# Request
Pick out and copy every line below that contains the word "fence", treating uppercase and lowercase letters as distinct.

==== Record set

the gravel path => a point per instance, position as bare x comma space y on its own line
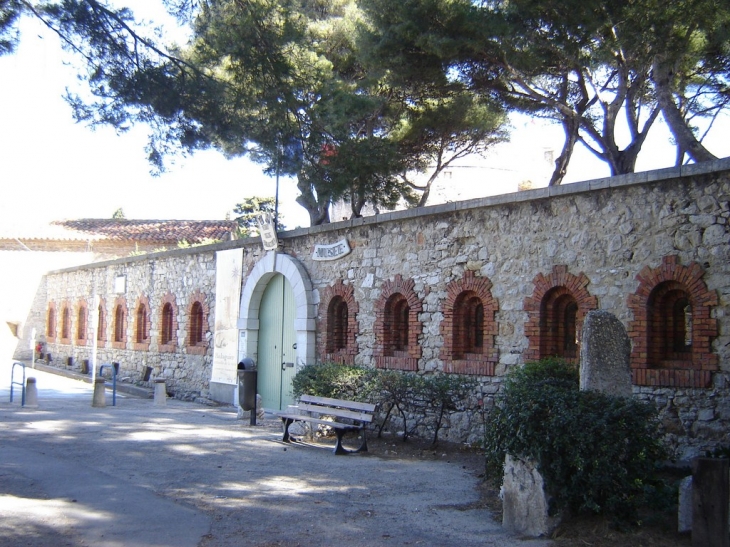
188, 475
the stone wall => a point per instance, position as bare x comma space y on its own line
185, 275
590, 240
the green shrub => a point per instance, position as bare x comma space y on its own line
349, 382
417, 401
597, 453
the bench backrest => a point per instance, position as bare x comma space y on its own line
354, 410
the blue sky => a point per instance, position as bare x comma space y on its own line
53, 168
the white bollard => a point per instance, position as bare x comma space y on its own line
31, 393
99, 400
160, 393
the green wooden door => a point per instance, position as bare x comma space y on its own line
277, 344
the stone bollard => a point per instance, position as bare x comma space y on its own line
99, 399
160, 393
31, 393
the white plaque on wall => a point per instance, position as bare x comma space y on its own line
331, 252
268, 232
229, 265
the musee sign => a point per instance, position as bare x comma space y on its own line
331, 252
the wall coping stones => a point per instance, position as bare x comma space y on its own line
574, 188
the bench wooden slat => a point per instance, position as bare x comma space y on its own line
361, 413
354, 405
304, 418
339, 412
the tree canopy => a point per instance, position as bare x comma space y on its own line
286, 83
355, 97
582, 63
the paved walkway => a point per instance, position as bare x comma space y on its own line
187, 475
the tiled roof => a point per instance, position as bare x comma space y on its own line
152, 231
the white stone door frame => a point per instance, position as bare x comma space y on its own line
253, 289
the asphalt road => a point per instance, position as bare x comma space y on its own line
182, 474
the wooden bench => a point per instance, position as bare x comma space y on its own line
346, 416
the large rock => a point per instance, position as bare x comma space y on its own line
604, 355
525, 503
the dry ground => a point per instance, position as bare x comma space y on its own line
658, 530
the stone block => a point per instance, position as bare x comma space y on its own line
524, 500
605, 352
684, 505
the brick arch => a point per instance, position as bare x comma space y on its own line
120, 319
101, 324
168, 326
51, 322
81, 312
197, 317
553, 293
650, 307
141, 336
397, 292
329, 323
65, 333
455, 353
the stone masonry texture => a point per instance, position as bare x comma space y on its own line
592, 240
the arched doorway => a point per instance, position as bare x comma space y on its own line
276, 325
277, 343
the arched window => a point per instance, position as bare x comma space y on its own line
468, 326
65, 324
81, 323
197, 315
168, 324
51, 322
101, 323
338, 321
119, 320
397, 314
119, 328
670, 324
556, 311
558, 325
142, 328
672, 329
196, 324
397, 326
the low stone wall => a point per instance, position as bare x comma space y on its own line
183, 274
596, 239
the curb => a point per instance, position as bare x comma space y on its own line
122, 387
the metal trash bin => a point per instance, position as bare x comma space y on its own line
247, 377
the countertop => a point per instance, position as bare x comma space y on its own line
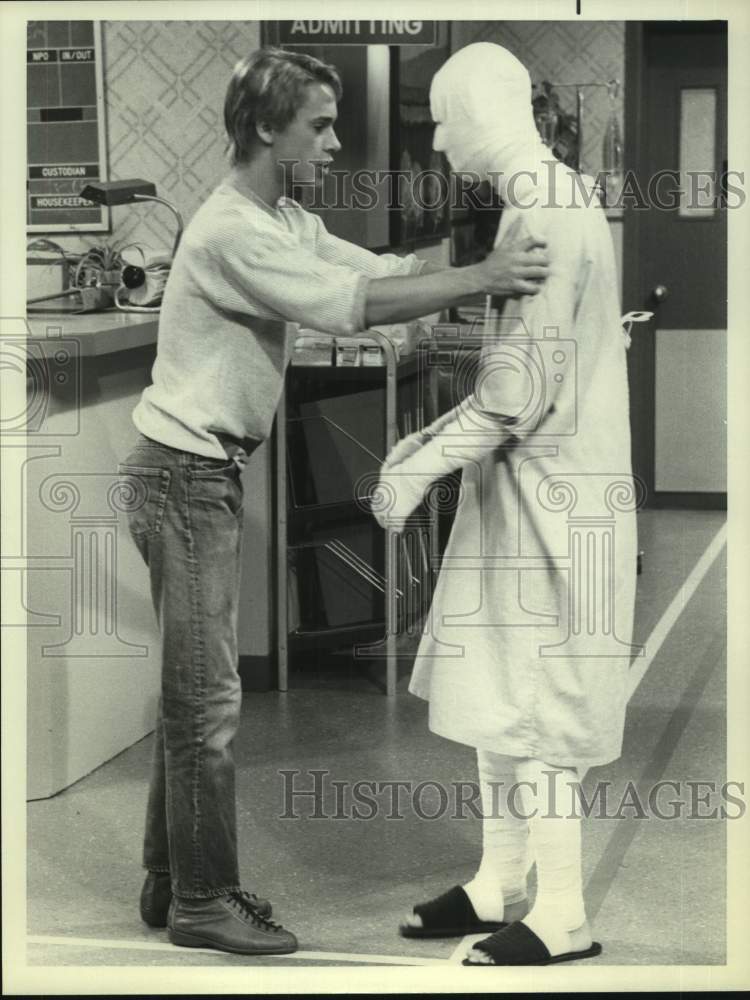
96, 334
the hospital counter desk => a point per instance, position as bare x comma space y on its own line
93, 649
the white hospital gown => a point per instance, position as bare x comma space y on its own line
527, 647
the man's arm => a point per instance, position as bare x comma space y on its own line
511, 269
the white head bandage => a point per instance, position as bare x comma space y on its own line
481, 102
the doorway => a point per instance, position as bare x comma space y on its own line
675, 258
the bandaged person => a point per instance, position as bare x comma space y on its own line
526, 650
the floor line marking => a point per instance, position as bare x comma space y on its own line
320, 956
459, 952
652, 646
603, 876
676, 606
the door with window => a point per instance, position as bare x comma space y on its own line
675, 258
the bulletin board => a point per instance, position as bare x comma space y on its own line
66, 146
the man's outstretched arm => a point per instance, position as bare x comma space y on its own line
511, 269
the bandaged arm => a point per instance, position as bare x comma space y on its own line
488, 417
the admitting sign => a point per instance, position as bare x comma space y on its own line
65, 125
363, 32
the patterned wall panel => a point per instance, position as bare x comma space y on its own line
566, 52
164, 84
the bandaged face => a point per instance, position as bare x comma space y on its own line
481, 103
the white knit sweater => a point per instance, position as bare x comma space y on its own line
243, 281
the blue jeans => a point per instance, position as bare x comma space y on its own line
185, 517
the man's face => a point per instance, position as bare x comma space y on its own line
309, 140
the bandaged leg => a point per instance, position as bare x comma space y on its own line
550, 801
498, 890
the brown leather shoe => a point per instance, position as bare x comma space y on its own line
156, 895
227, 923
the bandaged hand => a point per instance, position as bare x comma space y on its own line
404, 448
448, 444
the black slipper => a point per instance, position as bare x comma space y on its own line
517, 944
449, 915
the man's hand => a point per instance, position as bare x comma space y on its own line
515, 268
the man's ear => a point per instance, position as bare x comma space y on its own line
265, 132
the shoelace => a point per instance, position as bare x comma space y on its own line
244, 902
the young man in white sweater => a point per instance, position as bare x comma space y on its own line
252, 267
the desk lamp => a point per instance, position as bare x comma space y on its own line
127, 192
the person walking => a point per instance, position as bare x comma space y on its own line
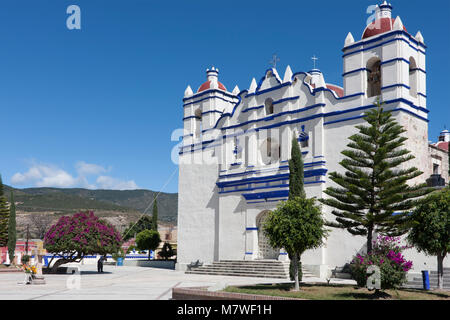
100, 264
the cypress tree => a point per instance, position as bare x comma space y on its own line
12, 229
4, 217
374, 195
155, 215
296, 176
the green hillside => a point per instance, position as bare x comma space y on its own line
70, 200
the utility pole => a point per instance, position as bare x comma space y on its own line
28, 236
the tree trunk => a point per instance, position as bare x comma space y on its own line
295, 263
59, 263
440, 271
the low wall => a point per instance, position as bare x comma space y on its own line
204, 294
163, 264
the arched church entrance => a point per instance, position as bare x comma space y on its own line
265, 251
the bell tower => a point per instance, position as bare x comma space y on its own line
387, 63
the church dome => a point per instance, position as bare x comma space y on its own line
207, 85
379, 26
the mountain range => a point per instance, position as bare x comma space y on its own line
66, 201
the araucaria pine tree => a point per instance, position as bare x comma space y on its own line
155, 216
296, 225
373, 194
4, 217
12, 229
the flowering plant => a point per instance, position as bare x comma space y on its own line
81, 234
29, 269
387, 255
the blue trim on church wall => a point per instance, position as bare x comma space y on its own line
199, 94
207, 98
320, 115
266, 179
274, 102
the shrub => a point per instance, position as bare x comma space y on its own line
25, 259
167, 251
148, 240
119, 254
387, 255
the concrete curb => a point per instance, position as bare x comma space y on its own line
201, 293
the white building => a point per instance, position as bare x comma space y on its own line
233, 160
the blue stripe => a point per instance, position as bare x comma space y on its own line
207, 92
266, 195
277, 177
396, 85
393, 60
387, 35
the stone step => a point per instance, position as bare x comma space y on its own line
271, 265
250, 268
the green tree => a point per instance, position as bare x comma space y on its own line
155, 215
148, 240
296, 175
374, 185
296, 225
4, 217
431, 230
12, 229
145, 222
81, 234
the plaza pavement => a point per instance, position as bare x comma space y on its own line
119, 283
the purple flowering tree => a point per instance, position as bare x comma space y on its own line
387, 255
74, 237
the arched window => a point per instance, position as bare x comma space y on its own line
373, 77
303, 139
270, 151
412, 77
198, 122
268, 104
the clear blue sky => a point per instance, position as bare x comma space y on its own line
96, 107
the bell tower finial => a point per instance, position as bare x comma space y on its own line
384, 10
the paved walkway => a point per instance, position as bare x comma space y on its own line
136, 283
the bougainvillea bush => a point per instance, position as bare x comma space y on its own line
387, 255
81, 234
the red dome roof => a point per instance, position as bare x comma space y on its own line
379, 26
207, 85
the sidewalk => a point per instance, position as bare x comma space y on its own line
123, 283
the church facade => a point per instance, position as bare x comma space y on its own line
233, 161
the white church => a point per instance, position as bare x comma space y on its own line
233, 162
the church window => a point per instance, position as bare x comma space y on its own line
412, 77
373, 77
268, 104
303, 139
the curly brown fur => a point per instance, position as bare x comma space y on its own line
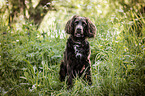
77, 53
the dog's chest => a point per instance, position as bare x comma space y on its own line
78, 49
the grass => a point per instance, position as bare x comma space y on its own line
30, 61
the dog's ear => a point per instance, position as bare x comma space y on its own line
91, 29
69, 27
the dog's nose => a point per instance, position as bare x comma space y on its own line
79, 29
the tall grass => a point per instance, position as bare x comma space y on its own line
30, 60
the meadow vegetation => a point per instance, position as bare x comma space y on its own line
30, 57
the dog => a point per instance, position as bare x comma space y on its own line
76, 60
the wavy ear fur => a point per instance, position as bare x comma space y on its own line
69, 25
91, 29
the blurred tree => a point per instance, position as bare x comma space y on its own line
20, 7
135, 11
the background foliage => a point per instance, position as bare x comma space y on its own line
33, 40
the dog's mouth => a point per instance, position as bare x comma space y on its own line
79, 34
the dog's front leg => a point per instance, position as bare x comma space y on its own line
87, 76
70, 76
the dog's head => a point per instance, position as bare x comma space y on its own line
80, 27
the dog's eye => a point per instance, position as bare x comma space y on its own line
76, 22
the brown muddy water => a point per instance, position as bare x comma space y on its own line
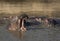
34, 33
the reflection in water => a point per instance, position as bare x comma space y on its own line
21, 34
18, 34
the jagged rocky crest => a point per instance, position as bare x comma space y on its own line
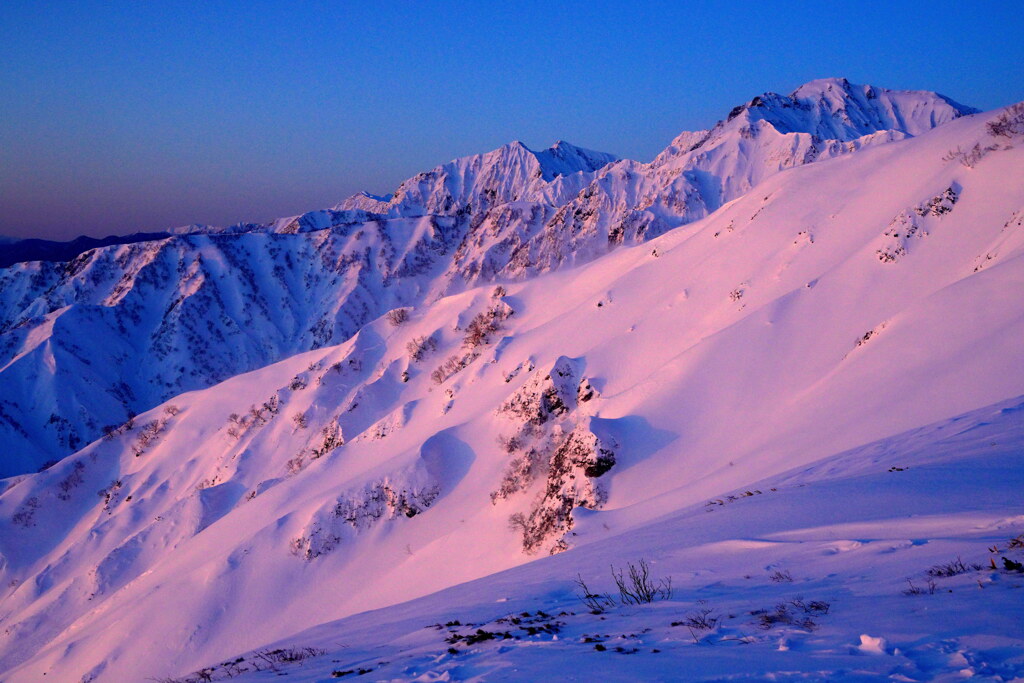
188, 310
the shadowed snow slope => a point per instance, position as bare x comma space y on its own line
590, 413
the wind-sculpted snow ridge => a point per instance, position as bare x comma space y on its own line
684, 401
193, 309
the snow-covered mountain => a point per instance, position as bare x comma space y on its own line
86, 344
829, 365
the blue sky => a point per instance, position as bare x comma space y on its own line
122, 117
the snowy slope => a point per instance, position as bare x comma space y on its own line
589, 411
88, 343
808, 575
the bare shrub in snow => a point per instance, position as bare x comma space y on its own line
421, 347
397, 316
485, 324
1009, 124
637, 587
918, 590
952, 568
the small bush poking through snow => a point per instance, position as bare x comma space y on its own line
952, 568
397, 316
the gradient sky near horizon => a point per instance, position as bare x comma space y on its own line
125, 117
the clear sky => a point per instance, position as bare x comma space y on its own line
139, 116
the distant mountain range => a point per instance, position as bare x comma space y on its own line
92, 334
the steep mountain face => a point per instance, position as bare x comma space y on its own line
840, 303
473, 184
86, 344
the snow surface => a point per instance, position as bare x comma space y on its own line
189, 310
819, 382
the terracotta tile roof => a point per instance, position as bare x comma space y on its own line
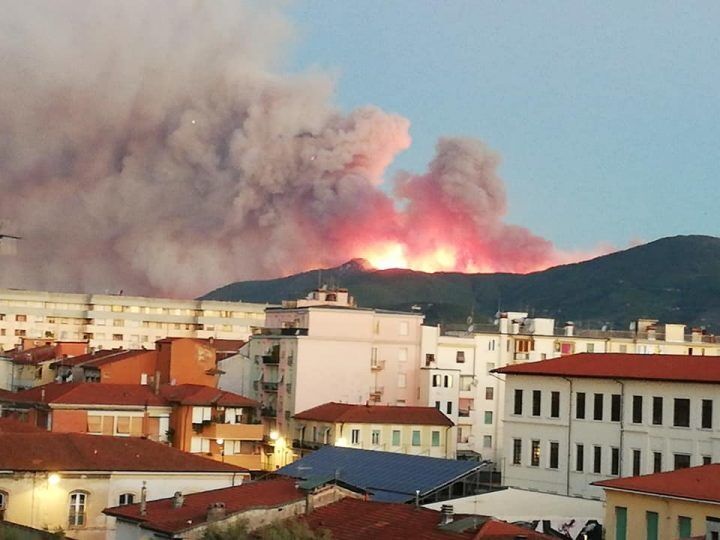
375, 414
494, 529
10, 425
699, 483
91, 394
197, 394
658, 367
47, 451
162, 517
350, 519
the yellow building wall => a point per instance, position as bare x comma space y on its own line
668, 510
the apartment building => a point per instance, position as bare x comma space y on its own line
456, 369
677, 504
324, 348
390, 428
579, 419
112, 321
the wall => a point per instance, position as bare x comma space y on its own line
668, 511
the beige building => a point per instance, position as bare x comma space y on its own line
407, 430
65, 480
322, 349
112, 321
679, 504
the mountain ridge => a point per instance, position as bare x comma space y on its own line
673, 279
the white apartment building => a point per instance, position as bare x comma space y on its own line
583, 418
456, 366
112, 321
323, 349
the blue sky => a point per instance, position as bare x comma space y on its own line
606, 114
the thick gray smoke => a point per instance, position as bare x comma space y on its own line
156, 147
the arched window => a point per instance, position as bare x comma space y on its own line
126, 498
77, 512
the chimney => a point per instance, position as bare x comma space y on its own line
216, 511
446, 512
143, 500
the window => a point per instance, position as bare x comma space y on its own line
684, 527
681, 415
651, 525
555, 404
614, 461
597, 407
657, 461
554, 454
681, 461
416, 437
78, 504
537, 402
517, 451
637, 409
615, 404
657, 411
579, 457
396, 437
580, 405
517, 409
706, 422
535, 453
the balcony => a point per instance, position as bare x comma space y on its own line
245, 432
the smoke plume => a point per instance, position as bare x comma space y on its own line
157, 147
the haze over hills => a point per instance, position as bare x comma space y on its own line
673, 279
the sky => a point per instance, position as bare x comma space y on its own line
606, 114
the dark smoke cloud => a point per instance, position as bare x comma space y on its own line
156, 147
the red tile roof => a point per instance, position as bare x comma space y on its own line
350, 519
494, 529
375, 414
47, 451
11, 425
161, 516
91, 394
699, 483
197, 394
658, 367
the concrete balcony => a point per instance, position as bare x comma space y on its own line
245, 432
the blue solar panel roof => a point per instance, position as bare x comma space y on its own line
389, 476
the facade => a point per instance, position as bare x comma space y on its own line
65, 480
364, 355
406, 430
578, 419
111, 321
256, 503
456, 366
678, 504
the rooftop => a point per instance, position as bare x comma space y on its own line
163, 517
376, 414
58, 452
697, 483
388, 475
657, 367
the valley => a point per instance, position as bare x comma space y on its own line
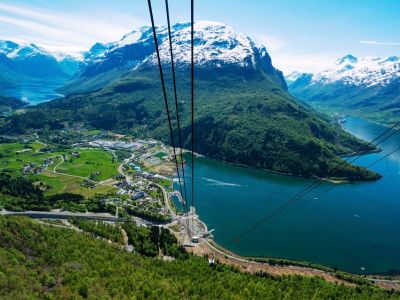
367, 87
92, 206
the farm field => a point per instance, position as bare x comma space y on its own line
88, 162
68, 184
15, 156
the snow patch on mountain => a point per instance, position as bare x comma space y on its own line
215, 44
366, 71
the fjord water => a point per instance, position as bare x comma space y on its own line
355, 227
34, 93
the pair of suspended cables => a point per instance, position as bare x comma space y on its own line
181, 180
316, 184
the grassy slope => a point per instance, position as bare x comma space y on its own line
240, 118
90, 161
38, 261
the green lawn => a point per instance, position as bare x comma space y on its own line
15, 156
68, 184
90, 161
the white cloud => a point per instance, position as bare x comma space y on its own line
308, 63
270, 42
372, 42
57, 31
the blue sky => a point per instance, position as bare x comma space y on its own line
305, 35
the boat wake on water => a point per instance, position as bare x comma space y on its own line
219, 183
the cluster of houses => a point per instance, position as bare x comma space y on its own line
34, 168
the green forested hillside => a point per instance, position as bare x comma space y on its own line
38, 261
244, 118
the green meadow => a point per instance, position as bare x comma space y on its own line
90, 161
14, 156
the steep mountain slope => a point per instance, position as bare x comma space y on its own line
217, 46
27, 62
367, 86
44, 262
244, 113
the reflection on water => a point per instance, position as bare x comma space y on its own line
34, 93
352, 227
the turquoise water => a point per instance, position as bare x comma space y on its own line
34, 93
353, 226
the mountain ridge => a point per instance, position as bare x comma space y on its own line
368, 87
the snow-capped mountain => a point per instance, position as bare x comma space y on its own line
24, 61
217, 46
366, 84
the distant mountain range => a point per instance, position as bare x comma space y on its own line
21, 62
243, 112
217, 47
369, 87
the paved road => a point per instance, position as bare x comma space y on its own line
64, 215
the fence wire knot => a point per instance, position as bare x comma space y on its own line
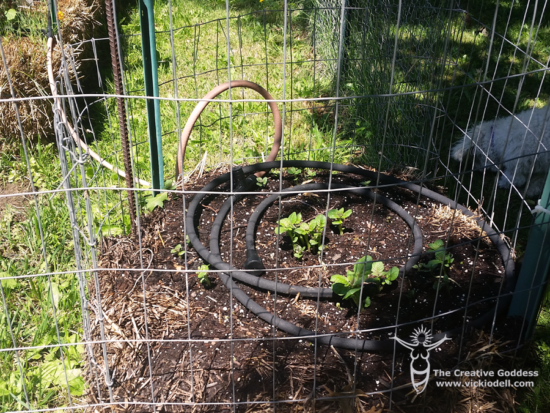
540, 210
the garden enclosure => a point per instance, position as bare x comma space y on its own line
225, 292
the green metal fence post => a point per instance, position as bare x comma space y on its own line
149, 53
534, 271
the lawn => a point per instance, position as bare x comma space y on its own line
46, 310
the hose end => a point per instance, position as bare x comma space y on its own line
254, 263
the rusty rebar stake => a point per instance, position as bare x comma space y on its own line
115, 60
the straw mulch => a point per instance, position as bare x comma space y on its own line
26, 63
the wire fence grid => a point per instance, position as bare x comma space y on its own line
372, 91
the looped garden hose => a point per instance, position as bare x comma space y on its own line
232, 273
250, 278
186, 133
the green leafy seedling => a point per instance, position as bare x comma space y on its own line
364, 271
338, 216
316, 227
178, 250
304, 235
290, 225
349, 286
294, 171
311, 173
170, 184
441, 263
11, 14
261, 182
202, 275
156, 201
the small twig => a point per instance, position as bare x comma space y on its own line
350, 377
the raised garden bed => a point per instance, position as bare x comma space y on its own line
253, 366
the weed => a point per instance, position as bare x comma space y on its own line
261, 182
202, 274
295, 172
303, 235
311, 173
178, 250
338, 216
440, 264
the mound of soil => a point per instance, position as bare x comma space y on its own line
174, 341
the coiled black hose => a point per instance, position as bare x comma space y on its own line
216, 260
244, 184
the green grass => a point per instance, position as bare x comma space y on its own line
41, 310
537, 399
201, 64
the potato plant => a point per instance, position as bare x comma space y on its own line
303, 235
364, 271
338, 216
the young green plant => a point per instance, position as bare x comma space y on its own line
178, 250
303, 235
338, 216
364, 271
202, 275
440, 264
261, 182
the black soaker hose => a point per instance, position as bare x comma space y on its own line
331, 339
216, 260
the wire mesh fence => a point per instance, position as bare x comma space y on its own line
399, 144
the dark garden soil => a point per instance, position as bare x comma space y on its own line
253, 367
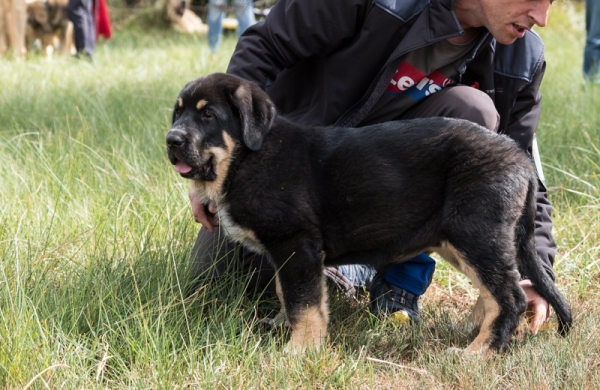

========

# Complete answer
the fence wire knot => a point per instance, position as bare x comma space y on its own line
the green metal fence post => a point per instance, position as bare x comma space y on its own line
the wire fence grid => a point per instance, position as bare x comma space y on its own line
the wire mesh fence => a point per instance, position as bare x comma space y on its own line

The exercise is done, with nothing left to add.